◆ WORK TO DO: Write every line of the material out exactly as shown.

— Start EXTRACTED INFORMATION —

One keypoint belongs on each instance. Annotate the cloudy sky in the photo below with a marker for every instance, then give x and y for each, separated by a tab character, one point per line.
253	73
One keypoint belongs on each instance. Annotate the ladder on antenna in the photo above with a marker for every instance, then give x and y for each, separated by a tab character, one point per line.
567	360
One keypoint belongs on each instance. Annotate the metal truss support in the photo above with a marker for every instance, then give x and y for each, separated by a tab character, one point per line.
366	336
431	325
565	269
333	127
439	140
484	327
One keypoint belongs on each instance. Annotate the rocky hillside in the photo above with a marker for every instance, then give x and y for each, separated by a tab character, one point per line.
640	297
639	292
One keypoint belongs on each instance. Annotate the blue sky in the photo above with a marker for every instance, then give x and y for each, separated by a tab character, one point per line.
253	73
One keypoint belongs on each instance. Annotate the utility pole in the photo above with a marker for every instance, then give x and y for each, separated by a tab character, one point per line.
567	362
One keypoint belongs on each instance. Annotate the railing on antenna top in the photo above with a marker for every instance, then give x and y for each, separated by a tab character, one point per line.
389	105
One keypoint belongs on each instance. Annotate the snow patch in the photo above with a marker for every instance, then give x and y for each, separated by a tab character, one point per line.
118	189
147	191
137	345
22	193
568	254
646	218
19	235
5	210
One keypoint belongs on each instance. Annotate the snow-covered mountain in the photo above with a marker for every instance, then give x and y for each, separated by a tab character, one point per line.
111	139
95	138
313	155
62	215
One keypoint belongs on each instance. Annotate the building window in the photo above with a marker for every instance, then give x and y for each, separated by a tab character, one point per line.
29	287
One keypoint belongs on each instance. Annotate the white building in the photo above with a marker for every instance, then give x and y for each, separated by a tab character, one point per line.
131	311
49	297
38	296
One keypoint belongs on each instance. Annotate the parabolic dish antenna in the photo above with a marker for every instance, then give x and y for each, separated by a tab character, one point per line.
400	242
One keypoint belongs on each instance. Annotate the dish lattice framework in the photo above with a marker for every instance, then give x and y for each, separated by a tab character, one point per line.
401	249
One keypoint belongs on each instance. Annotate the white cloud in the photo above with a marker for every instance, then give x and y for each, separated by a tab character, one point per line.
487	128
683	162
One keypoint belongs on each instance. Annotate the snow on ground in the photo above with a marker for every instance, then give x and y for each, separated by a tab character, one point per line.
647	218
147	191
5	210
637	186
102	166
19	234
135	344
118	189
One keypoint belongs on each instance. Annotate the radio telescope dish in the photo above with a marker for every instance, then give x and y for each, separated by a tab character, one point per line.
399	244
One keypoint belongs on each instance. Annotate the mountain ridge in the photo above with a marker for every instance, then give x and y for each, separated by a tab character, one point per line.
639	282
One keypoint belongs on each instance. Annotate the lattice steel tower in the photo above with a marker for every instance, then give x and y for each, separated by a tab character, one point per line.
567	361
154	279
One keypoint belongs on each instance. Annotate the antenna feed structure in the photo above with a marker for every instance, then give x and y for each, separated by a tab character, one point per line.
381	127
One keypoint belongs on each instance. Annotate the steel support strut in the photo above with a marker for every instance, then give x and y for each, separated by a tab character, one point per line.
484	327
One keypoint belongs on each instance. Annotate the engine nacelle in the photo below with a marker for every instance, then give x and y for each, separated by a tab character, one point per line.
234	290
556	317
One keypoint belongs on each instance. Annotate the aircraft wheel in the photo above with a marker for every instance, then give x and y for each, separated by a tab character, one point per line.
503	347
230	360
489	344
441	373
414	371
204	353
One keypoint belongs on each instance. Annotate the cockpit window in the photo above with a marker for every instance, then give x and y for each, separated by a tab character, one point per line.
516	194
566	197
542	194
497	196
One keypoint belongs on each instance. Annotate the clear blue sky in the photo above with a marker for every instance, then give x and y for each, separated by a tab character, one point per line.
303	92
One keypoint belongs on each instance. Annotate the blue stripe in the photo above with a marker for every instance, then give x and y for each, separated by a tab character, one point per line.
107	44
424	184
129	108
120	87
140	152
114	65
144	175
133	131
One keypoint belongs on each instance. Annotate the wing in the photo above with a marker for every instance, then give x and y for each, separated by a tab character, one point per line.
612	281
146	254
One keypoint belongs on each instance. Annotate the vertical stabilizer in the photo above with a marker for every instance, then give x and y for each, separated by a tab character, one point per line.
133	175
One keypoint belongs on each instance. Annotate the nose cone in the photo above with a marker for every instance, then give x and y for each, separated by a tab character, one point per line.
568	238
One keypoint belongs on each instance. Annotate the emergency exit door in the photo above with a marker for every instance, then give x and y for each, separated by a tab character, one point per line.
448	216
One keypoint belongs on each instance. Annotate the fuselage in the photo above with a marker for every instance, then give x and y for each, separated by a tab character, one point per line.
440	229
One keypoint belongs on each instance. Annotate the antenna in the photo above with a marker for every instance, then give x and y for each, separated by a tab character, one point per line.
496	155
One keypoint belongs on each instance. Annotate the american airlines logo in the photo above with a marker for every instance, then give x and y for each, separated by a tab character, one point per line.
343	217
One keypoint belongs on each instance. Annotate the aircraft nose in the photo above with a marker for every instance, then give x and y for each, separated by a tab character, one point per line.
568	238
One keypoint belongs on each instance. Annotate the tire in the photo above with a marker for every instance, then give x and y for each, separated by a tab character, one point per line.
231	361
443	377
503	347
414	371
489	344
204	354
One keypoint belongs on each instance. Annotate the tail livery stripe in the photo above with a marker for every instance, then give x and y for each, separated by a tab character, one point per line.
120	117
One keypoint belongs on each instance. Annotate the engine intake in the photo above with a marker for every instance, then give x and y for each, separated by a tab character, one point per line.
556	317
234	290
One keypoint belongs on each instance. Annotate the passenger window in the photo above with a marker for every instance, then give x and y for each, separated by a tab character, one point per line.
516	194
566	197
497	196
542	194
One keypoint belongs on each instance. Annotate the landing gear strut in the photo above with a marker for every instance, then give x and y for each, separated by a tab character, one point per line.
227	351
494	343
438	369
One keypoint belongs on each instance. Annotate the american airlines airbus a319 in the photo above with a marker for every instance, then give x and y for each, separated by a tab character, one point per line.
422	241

— End EXTRACTED INFORMATION —

◆ RESULT:
One keypoint belongs on each instance. Annotate the cloudy sky in the photo below with a marker for every instance, then give x and y for each, separated by a tab character, one point per line.
253	73
One keypoint belongs on each instance. Annotate the ladder on antenna in the photo above with a marker for every instance, then give x and y for each, separated by a tab character, one point per line.
567	360
One keypoint belongs on each instance. Annotate the metal truss support in the photo above with a marker for every instance, then give x and y for each, separated by a tab character, one point per line.
366	336
431	325
565	269
333	127
439	140
484	327
One keypoint belongs on each instance. Annotate the rocky hillside in the photo above with a marker for every instance, then give x and y for each, separated by a tab character, one point per line.
640	297
639	292
One keypoint belongs on each instance. Annotate the blue sky in the photo above with a marker for every instance, then give x and y for each, separated by a tab character, one point per line.
253	73
One keypoint belongs on each instance. Annotate the utility pole in the photo above with a marker for every instance, then give x and y for each, separated by a tab character, one point per line.
567	362
One keypoint belongs on each instance. Annotate the railing on antenna top in the photo above with a marker for every instance, then give x and y for each, separated by a tab character, one point per line.
389	105
One keypoint belongs on each instance. Annotate the snow patch in the photo above with a marker for every instance, then give x and y for each, separated by a tab character, one point per line.
118	189
147	191
137	345
22	193
568	254
646	218
19	235
5	210
One keypoint belongs on each instance. Annotate the snow-covered mountain in the photo above with a marker for every instance, then give x and y for each, separated by a tab character, one point per line.
111	139
95	138
313	155
62	215
One keypoint belongs on each instance. Annotate the building window in the photo above with a marker for every instance, then give x and y for each, separated by a tab character, one point per line.
29	287
One keypoint belongs on each instance. Annotate the white building in the photo above with a marker for every instance, then give x and y for each, separated by a tab character, one point per line.
131	311
49	297
38	296
One keypoint belongs on each instance. Annotate the parabolic dish antenna in the photo above with a marker for every instance, then give x and y for each, separated by a tab character, one point per line.
400	242
One keypoint belongs on each instance. Annotate the dish lattice framework in the photo above with a marker for every instance, then give x and y for each, separated by a tab character, one point per line.
401	249
One keypoint belongs on each instance. Annotate the white cloud in the photo above with a marker for every instance, then give x and y for each, separated by a tab character, one point per line.
487	128
683	162
One keypoint belongs on each instance. Annotate the snow on ground in the photo above with a marker for every instance, then give x and y for each, separated by a tab character, one point per line.
647	218
147	191
5	210
637	186
102	166
19	234
135	344
118	189
One keypoint belongs on each instance. Annotate the radio telescope dish in the photo above with a marker for every instance, then give x and y for each, separated by a tab character, one point per line.
399	244
One keypoint belongs on each instance. Annotate the mountain ridge in the photo above with a marker for every instance, then give x and y for each, separated by a tab character, one point per line.
639	282
One keypoint belongs on each instance. Annotate the lattice steel tower in the photo above with a marker for every instance, then give x and y for each, separated by a tab character, one point per line.
567	361
154	279
One keypoint belongs on each instance. Annotate the antenna feed structure in the photo above with a marker for every instance, then give x and y for each, separated by a tab character, one point per line.
381	127
One keypoint belongs on each instance. Annotate the steel support strut in the photo above with a marker for every instance, then give x and y for each, separated by a tab character, one point per line.
484	327
One keypoint belongs on each instance. Annotate the engine nacelle in the photo below with a marker for every instance, then give x and y for each, separated by a tab character, one point per line.
234	290
556	317
One keypoint belongs on each instance. Annotate the aircraft wheel in the photo above with a marker for every instance, then give x and y for each, separated by a tab character, one point per line.
503	347
230	360
489	344
441	373
414	371
204	353
One keypoint belongs on each instance. Annotate the cockpit window in the photo above with a marker for every instance, then give x and y for each, separated by a tab character, one point per line.
516	194
566	197
542	194
497	196
One keypoint belongs on each instance. Annotate the clear blue sky in the photo above with a marker for every instance, then give x and y for each, separated by a tab character, one point per line.
303	92
One keypoint belongs on each instance. Annotate the blue stripe in the photo above with a marker for every instance, then give x and y for each, separated by a tab character, one point per line.
107	44
424	184
129	108
120	87
140	152
114	65
144	175
133	131
One keypoint belongs on each instance. Annotate the wing in the photo above with a marker for every instance, then give x and y for each, separated by a tab character, one point per line.
612	281
146	254
One keypoint belongs on each instance. Annotate the vertical stabilizer in the photo above with a marker for every instance, then give x and y for each, separated by a tab character, one point per line.
133	175
One keypoint belongs on each instance. Annotate the nose cone in the photo above with a marker for every instance, then give x and y for each, separated by a tab character, one point per line.
568	238
One keypoint belongs on each instance. Annotate the emergency exit door in the photo above with a marker for every instance, then give x and y for each, separated by a tab character, one point per line.
448	216
One keypoint belongs on each instance. Annotate the fuselage in the photo above with a marker for every instance, then give x and y for each, separated by a tab character, one point per line.
440	229
One keypoint belongs on each instance. Annotate the antenna in the photo above with a marker for every instance, then give x and y for each, separated by a tab character, one point per line.
496	155
One keypoint belongs on each instance. Annotate the american airlines logo in the photo above with a marker for every instance, then give x and y for each, separated by a tab character, one point per line.
343	217
One keypoint belongs on each instance. Annotate the aircraft nose in the photo above with a marker for every instance, then give x and y for each, separated by a tab character, one point per line.
568	238
One keypoint belongs on each instance. Annotate the tire in the photo above with a marker for every instance, then give x and y for each, separated by a tab character, one point per line.
231	361
443	377
503	347
414	371
489	344
204	354
One keypoint belongs on each instance. Annotate the tail livery stripe in the photo above with a marker for every instance, then give x and y for each, separated by a tab character, one point per line.
120	117
One keypoint belongs on each instance. Annotate the engine intake in the photo above with a marker for every instance, then give x and y for each, separated by a tab character, one point per line.
556	317
234	290
One keypoint belongs on each instance. Annotate the passenger window in the photo above with a marker for every instance, then give x and y for each, separated by a tab character, one point per line.
516	194
566	197
497	196
542	194
One keypoint belongs on each instance. Annotate the landing gear strut in the photo above with a marker for every instance, then give x and y for each, separated by a tab character, one point per line.
227	351
494	343
438	369
One keypoint belongs on each instance. Annotate the american airlines airbus a319 in the photo above with a marker for every instance, then give x and y for each, separated by a tab character, one point per line.
422	241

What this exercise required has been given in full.